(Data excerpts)
####################

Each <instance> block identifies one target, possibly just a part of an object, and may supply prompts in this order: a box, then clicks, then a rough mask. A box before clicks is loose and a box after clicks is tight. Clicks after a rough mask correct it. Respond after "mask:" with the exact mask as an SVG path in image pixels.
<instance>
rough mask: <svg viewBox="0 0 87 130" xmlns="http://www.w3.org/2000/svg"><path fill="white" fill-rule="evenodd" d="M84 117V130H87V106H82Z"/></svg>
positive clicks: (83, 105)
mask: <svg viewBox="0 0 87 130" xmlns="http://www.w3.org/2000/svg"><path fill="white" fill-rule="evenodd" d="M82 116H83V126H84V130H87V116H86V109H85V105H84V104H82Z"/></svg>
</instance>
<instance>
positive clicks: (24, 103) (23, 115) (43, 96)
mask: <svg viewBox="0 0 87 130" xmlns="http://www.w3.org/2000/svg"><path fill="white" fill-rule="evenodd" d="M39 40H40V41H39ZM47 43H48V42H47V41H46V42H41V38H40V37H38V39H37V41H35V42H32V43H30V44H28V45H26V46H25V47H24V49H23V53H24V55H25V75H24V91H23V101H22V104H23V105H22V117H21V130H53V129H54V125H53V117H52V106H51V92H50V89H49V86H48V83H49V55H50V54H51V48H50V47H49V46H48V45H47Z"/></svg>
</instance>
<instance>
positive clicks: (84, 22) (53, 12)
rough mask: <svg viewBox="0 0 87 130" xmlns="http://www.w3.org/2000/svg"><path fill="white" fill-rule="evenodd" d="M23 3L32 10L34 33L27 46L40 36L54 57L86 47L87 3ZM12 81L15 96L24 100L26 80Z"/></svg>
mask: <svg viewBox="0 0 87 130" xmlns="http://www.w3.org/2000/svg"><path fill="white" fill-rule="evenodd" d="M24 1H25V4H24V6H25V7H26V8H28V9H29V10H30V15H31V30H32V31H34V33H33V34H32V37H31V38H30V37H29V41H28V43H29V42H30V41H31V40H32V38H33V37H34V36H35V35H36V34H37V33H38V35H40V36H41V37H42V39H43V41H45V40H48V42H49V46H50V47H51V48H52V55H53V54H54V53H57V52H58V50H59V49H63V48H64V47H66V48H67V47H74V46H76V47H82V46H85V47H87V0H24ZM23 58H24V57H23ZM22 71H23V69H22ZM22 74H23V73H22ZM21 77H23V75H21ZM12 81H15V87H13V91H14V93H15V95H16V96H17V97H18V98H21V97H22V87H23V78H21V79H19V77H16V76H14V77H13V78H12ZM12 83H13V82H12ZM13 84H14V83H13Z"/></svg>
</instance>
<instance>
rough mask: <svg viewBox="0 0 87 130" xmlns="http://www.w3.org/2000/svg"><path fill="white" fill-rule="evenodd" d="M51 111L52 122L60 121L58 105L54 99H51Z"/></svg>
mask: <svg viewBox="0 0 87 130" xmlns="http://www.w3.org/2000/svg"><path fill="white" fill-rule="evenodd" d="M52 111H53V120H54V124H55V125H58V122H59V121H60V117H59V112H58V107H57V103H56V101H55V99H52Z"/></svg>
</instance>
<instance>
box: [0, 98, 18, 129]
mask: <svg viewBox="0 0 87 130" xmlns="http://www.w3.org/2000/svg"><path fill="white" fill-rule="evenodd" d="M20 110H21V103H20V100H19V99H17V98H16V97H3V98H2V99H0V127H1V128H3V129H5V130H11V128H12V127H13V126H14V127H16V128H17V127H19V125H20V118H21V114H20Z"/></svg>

####################

Assignment> An exact copy of all the records above is the required answer.

Written answer>
Each <instance> block identifies one target, possibly just a part of an object, and may supply prompts in this order: a box, then clicks, then a rough mask. A box before clicks is loose and a box after clicks is tight. Clicks after a rough mask correct it. Respond after "mask:" with the exact mask as an SVG path in image pixels.
<instance>
rough mask: <svg viewBox="0 0 87 130" xmlns="http://www.w3.org/2000/svg"><path fill="white" fill-rule="evenodd" d="M84 117V130H87V106H82Z"/></svg>
positive clicks: (83, 105)
mask: <svg viewBox="0 0 87 130" xmlns="http://www.w3.org/2000/svg"><path fill="white" fill-rule="evenodd" d="M82 116H83V126H84V130H87V116H86V109H85V105H84V104H82Z"/></svg>
</instance>
<instance>
positive clicks: (24, 103) (23, 115) (43, 96)
mask: <svg viewBox="0 0 87 130" xmlns="http://www.w3.org/2000/svg"><path fill="white" fill-rule="evenodd" d="M39 40H40V41H39ZM47 43H48V42H47V41H46V42H41V38H40V37H38V39H37V41H35V42H32V43H30V44H28V45H26V46H25V47H24V49H23V53H24V55H25V75H24V91H23V101H22V104H23V105H22V117H21V130H53V129H54V125H53V117H52V106H51V92H50V89H49V86H48V83H49V55H50V54H51V48H50V47H49V46H48V45H47Z"/></svg>
</instance>
<instance>
positive clicks: (84, 22) (53, 12)
rough mask: <svg viewBox="0 0 87 130" xmlns="http://www.w3.org/2000/svg"><path fill="white" fill-rule="evenodd" d="M23 3L32 10L34 33L27 46L40 36L54 57L86 47L87 3ZM12 81L15 96L24 100L26 80Z"/></svg>
mask: <svg viewBox="0 0 87 130" xmlns="http://www.w3.org/2000/svg"><path fill="white" fill-rule="evenodd" d="M24 1H25V4H24V6H25V7H26V8H28V9H29V10H30V15H31V30H32V31H34V33H33V34H32V37H31V38H30V37H29V41H28V43H29V42H30V41H31V40H32V38H33V37H34V36H35V35H36V34H37V33H38V35H40V36H41V37H42V39H43V41H45V40H48V42H49V46H50V47H51V48H52V55H53V54H54V53H57V52H58V50H59V49H63V48H64V47H66V48H67V47H74V46H76V47H82V46H85V47H87V0H24ZM23 58H24V57H23ZM22 71H23V69H22ZM22 74H23V73H22ZM21 77H23V75H21ZM12 81H15V87H13V91H14V93H15V95H16V96H17V97H18V98H21V97H22V87H23V78H21V79H19V77H16V76H14V77H13V78H12ZM12 83H13V82H12ZM13 84H14V83H13Z"/></svg>
</instance>
<instance>
rough mask: <svg viewBox="0 0 87 130" xmlns="http://www.w3.org/2000/svg"><path fill="white" fill-rule="evenodd" d="M51 111L52 122L60 121L58 105L54 99H51Z"/></svg>
mask: <svg viewBox="0 0 87 130" xmlns="http://www.w3.org/2000/svg"><path fill="white" fill-rule="evenodd" d="M52 111H53V120H54V124H55V125H58V122H59V121H60V117H59V112H58V107H57V103H56V101H55V99H52Z"/></svg>
</instance>
<instance>
box: [0, 98, 18, 129]
mask: <svg viewBox="0 0 87 130" xmlns="http://www.w3.org/2000/svg"><path fill="white" fill-rule="evenodd" d="M20 110H21V103H20V100H19V99H17V98H16V97H3V98H2V99H0V127H1V128H3V129H5V130H11V128H12V127H13V126H14V127H16V128H17V127H19V125H20V118H21V114H20Z"/></svg>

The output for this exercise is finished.